* Start Input rows *

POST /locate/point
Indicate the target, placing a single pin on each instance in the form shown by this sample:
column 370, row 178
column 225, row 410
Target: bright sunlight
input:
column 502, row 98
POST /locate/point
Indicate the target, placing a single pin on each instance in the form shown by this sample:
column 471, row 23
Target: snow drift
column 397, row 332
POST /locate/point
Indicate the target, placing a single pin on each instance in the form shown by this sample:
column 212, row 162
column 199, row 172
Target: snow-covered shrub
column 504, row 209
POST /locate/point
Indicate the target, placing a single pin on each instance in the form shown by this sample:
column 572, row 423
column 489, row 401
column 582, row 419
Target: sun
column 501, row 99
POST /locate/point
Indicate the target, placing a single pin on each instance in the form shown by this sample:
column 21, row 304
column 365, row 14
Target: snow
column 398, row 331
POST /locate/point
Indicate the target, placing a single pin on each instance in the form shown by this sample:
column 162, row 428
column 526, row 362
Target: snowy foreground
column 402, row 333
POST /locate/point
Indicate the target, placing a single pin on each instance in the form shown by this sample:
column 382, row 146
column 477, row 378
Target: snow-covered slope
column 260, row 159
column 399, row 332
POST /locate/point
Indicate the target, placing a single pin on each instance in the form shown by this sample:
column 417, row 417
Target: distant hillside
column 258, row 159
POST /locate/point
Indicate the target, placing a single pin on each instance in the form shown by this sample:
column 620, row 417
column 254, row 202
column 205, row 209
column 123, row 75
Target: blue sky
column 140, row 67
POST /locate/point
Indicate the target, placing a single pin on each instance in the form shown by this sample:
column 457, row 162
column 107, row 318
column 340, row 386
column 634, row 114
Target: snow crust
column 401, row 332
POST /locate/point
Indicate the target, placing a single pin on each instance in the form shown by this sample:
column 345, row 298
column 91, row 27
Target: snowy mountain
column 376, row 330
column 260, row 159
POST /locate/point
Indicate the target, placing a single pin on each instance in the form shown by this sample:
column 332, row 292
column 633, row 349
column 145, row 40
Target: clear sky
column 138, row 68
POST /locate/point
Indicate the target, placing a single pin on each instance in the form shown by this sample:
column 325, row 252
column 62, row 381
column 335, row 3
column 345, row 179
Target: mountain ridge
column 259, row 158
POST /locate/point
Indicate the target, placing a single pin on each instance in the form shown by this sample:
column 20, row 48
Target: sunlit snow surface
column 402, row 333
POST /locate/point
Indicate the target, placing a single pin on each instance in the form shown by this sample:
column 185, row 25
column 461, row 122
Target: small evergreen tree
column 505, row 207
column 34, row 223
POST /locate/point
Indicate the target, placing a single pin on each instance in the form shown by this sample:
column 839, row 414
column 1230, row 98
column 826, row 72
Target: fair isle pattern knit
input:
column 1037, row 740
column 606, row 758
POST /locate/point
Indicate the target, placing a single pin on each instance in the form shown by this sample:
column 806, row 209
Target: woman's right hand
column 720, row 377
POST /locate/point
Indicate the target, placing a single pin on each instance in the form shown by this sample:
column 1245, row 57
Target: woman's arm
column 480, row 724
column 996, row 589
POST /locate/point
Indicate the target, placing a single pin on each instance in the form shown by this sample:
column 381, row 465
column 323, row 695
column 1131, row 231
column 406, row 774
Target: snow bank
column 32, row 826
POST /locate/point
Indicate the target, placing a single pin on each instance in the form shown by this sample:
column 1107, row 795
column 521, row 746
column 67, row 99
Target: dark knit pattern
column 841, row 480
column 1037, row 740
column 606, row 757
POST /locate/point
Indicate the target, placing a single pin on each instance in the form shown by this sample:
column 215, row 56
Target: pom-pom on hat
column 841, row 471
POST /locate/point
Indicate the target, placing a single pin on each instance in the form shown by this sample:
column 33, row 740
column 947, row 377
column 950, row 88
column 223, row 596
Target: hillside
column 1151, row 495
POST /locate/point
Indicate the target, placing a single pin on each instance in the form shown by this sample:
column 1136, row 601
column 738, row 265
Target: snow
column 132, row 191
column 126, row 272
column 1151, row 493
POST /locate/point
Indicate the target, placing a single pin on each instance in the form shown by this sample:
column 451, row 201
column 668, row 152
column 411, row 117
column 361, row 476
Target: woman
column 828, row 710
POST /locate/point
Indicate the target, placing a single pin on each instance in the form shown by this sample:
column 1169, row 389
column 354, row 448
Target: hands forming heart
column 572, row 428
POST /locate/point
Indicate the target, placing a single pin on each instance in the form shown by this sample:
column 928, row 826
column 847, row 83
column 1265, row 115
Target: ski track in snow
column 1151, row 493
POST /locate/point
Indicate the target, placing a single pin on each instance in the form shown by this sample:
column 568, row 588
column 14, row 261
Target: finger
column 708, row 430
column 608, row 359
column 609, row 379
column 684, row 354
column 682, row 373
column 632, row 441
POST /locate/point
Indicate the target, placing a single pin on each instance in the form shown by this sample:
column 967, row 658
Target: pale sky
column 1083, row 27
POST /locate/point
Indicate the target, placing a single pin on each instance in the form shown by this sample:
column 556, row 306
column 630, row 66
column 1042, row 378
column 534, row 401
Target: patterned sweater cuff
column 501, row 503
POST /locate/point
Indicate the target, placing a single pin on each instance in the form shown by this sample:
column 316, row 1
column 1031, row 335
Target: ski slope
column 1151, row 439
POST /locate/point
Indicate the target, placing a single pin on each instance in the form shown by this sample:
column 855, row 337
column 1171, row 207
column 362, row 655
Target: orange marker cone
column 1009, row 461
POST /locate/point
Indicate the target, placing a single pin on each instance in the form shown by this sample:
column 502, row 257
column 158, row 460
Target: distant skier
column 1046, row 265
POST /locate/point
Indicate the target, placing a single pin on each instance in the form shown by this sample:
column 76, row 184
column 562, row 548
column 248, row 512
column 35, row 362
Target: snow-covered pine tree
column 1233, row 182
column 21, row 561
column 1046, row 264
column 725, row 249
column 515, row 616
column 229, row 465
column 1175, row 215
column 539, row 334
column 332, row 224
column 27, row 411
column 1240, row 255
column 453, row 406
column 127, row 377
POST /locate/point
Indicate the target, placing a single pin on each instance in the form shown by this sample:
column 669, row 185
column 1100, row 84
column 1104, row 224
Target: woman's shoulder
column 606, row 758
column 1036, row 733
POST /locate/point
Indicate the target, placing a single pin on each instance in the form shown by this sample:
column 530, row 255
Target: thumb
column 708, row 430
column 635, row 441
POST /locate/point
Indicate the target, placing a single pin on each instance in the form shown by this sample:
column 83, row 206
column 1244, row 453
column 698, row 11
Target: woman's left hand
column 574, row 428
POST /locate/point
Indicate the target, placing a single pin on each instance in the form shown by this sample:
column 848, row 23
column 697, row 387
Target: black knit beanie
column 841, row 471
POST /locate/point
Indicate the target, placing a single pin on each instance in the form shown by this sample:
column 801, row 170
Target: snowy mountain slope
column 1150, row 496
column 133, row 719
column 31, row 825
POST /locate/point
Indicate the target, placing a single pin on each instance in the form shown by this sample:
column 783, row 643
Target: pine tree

* End Input rows *

What needs to be done:
Type out the full listing again, exactly as given.

Answer to this problem:
POST /locate/point
Indicate the target, placing a single pin on each instance in the form shown by this sample:
column 370, row 178
column 225, row 410
Target: bright sunlight
input:
column 502, row 98
POST /locate/point
Indicate the target, placing a single pin on each instance in the form shown by this sample:
column 471, row 23
Target: snow drift
column 397, row 332
POST /locate/point
Indicate the target, placing a single pin on each instance in the form shown by this sample:
column 212, row 162
column 199, row 172
Target: snow-covered shrub
column 504, row 209
POST /locate/point
Indicate the target, placing a single pin on each instance in the form shown by this sample:
column 572, row 423
column 489, row 401
column 582, row 419
Target: sun
column 501, row 99
POST /locate/point
Indicate the target, placing a single pin on each instance in the form shown by this sample:
column 21, row 304
column 365, row 14
Target: snow
column 398, row 331
POST /locate/point
Indicate the target, placing a single pin on each instance in the form shown by this sample:
column 162, row 428
column 526, row 362
Target: snowy foreground
column 402, row 333
POST /locate/point
Indicate the target, placing a single pin on each instance in the form shown by this sample:
column 382, row 146
column 477, row 378
Target: snow-covered slope
column 260, row 159
column 399, row 332
POST /locate/point
Indicate the target, placing a single pin on each instance in the form shown by this sample:
column 417, row 417
Target: distant hillside
column 258, row 159
POST /locate/point
Indicate the target, placing a single pin on each instance in the form shown by this sample:
column 620, row 417
column 254, row 202
column 205, row 209
column 123, row 75
Target: blue sky
column 140, row 67
POST /locate/point
Indicate the target, placing a single pin on each instance in the form shown by this sample:
column 457, row 162
column 107, row 318
column 340, row 386
column 634, row 114
Target: snow crust
column 401, row 332
POST /locate/point
Indicate the target, placing a single pin on each instance in the form shown by this sample:
column 345, row 298
column 91, row 27
Target: snowy mountain
column 376, row 330
column 260, row 159
POST /locate/point
Indicate the target, placing a single pin on each instance in the form shown by this sample:
column 332, row 292
column 633, row 349
column 145, row 40
Target: clear sky
column 138, row 68
POST /locate/point
Indicate the target, placing a single pin on each instance in the form shown by this sample:
column 325, row 252
column 62, row 381
column 335, row 3
column 345, row 179
Target: mountain ridge
column 259, row 158
POST /locate/point
Indicate the target, placing a single pin on each instance in the form shown by this sample:
column 20, row 48
Target: sunlit snow surface
column 402, row 333
POST /locate/point
Indicate the target, placing a single pin on each instance in the form shown by this sample:
column 185, row 25
column 461, row 122
Target: small evergreen tree
column 505, row 207
column 34, row 223
POST /locate/point
Indicate the target, placing a single pin on each instance in the form shown by this sample:
column 839, row 414
column 1230, row 98
column 826, row 72
Target: fair isle pattern knit
input:
column 1037, row 740
column 606, row 758
POST /locate/point
Indicate the target, placing a single pin on each instance in the form shown by this sample:
column 806, row 209
Target: woman's right hand
column 720, row 377
POST /locate/point
Indicate the target, placing a single pin on each instance in the form shown by this sample:
column 1245, row 57
Target: woman's arm
column 480, row 724
column 996, row 589
POST /locate/point
Indicate the target, placing a single pin on each instance in the form shown by this sample:
column 381, row 465
column 323, row 695
column 1131, row 231
column 406, row 774
Target: snow bank
column 32, row 826
POST /locate/point
Indicate the target, placing a single pin on each instance in the form shown by this sample:
column 1107, row 795
column 521, row 746
column 67, row 99
Target: dark knit pattern
column 841, row 480
column 1037, row 740
column 606, row 757
POST /locate/point
Indicate the target, placing a single pin on each instance in the form shown by this sample:
column 215, row 56
Target: pom-pom on hat
column 841, row 471
POST /locate/point
Indicate the target, placing a single pin on each instance in the form shown by this sample:
column 33, row 740
column 947, row 377
column 950, row 88
column 223, row 596
Target: hillside
column 1151, row 495
POST /locate/point
Indicate the target, placing a single pin on each instance in the form shown by this sample:
column 1136, row 601
column 738, row 265
Target: snow
column 132, row 191
column 126, row 272
column 1151, row 493
POST /locate/point
Indicate the target, placing a single pin on each instance in the form shown by this sample:
column 451, row 201
column 668, row 152
column 411, row 117
column 361, row 476
Target: woman
column 828, row 710
POST /locate/point
Indicate the target, placing a single pin on each instance in the form shown by this sample:
column 1169, row 389
column 354, row 448
Target: hands forming heart
column 572, row 428
POST /locate/point
Indicate the target, placing a single pin on each instance in the form shown by this sample:
column 928, row 826
column 847, row 83
column 1265, row 115
Target: ski track in snow
column 1151, row 493
POST /locate/point
Indicate the target, placing a single pin on each instance in the form shown by this sample:
column 568, row 588
column 14, row 261
Target: finger
column 708, row 430
column 608, row 359
column 609, row 379
column 684, row 354
column 682, row 373
column 632, row 441
POST /locate/point
Indicate the target, placing a single pin on each instance in the form shown by this sample:
column 967, row 658
Target: pale sky
column 1083, row 27
POST /locate/point
Indicate the target, placing a single pin on each instance in the form shown by this sample:
column 556, row 306
column 630, row 66
column 1042, row 378
column 534, row 401
Target: patterned sweater cuff
column 501, row 503
POST /locate/point
Indicate the target, placing a single pin on each instance in the form shown by this sample:
column 316, row 1
column 1031, row 335
Target: ski slope
column 1151, row 439
POST /locate/point
Indicate the target, placing a single pin on each instance in the form shown by this sample:
column 855, row 337
column 1171, row 207
column 362, row 655
Target: orange marker cone
column 1009, row 461
POST /locate/point
Indicate the target, placing a single pin on each instance in the form shown by this sample:
column 502, row 257
column 158, row 460
Target: distant skier
column 1046, row 265
POST /locate/point
Indicate the target, placing a single pin on each instance in the form shown by this sample:
column 76, row 184
column 562, row 548
column 248, row 512
column 35, row 362
Target: snow-covered pine tree
column 1233, row 182
column 21, row 561
column 1046, row 264
column 725, row 249
column 515, row 616
column 229, row 465
column 1175, row 215
column 539, row 334
column 332, row 224
column 27, row 411
column 1240, row 255
column 453, row 406
column 127, row 377
POST /locate/point
Indicate the target, placing a single pin on each instance in the form shown by this sample:
column 669, row 185
column 1100, row 84
column 1104, row 224
Target: woman's shoulder
column 606, row 758
column 1036, row 733
POST /locate/point
Indicate the target, placing a single pin on each instance in the form shown by this sample:
column 530, row 255
Target: thumb
column 708, row 430
column 635, row 441
POST /locate/point
Indicate the target, placing a single pin on each instance in the form shown by this sample:
column 83, row 206
column 1244, row 453
column 698, row 11
Target: woman's left hand
column 574, row 428
POST /locate/point
Indicate the target, placing a single pin on each instance in the form shown by this sample:
column 848, row 23
column 697, row 387
Target: black knit beanie
column 841, row 471
POST /locate/point
Indicate the target, placing a single pin on each instance in the form shown by this sample:
column 801, row 170
Target: snowy mountain slope
column 1150, row 496
column 133, row 719
column 31, row 825
POST /locate/point
Indicate the target, placing a single pin on each instance in the form shown by this sample:
column 783, row 643
Target: pine tree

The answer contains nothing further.